**Data in this exercise:**
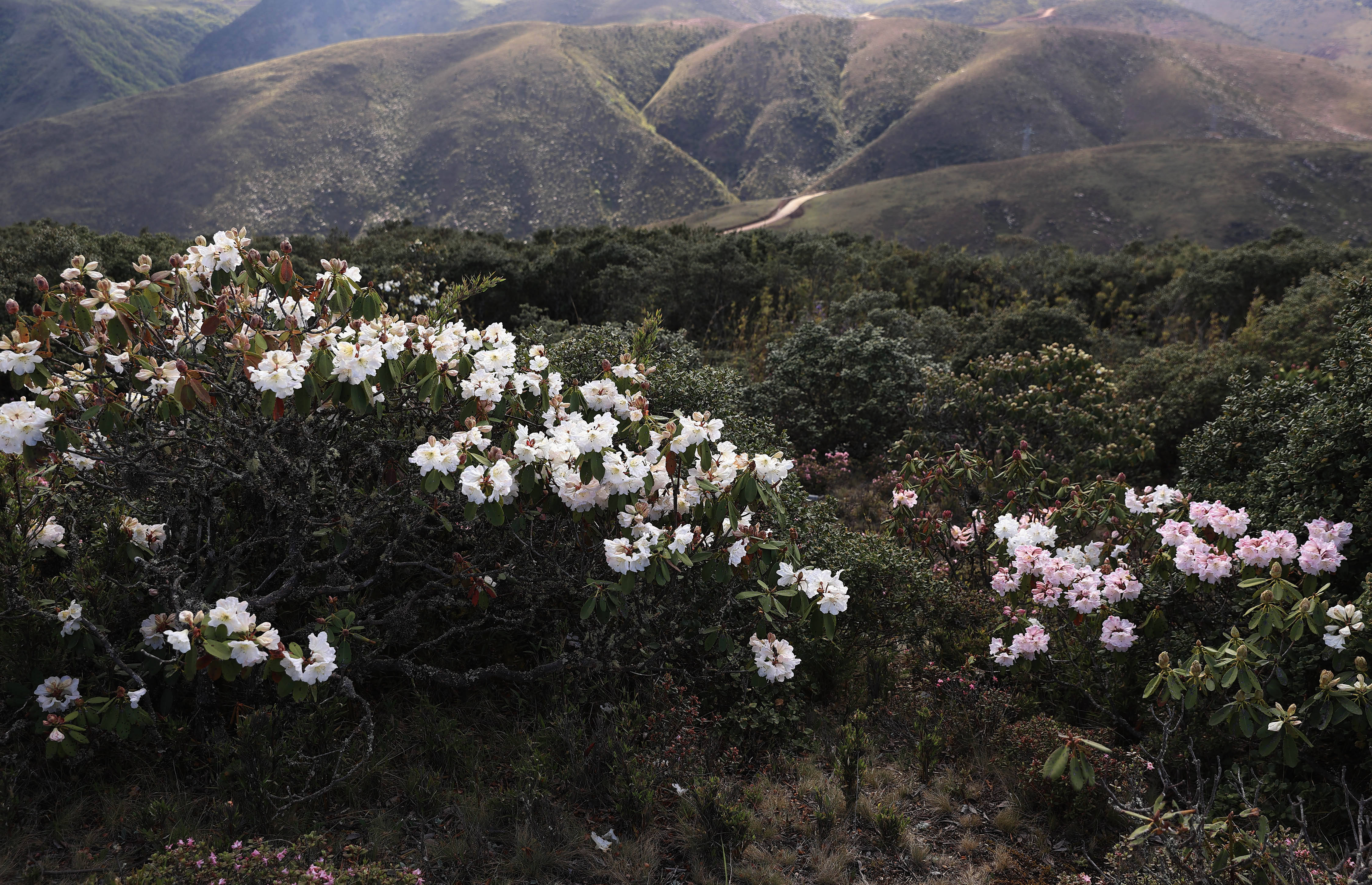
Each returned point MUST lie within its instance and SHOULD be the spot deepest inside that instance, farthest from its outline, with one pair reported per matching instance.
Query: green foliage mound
(1061, 401)
(1293, 451)
(840, 390)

**Directions:** Extract every text line from the records and repeat it word for word, leaving the pictures out.

**Full output:**
Each returned point MUST lie within its instance and SHOULD be the spot deepest inside that instance, farthest from its outline, with one pair reported per matching instance.
Query: green foliage mound
(1061, 401)
(1293, 451)
(840, 390)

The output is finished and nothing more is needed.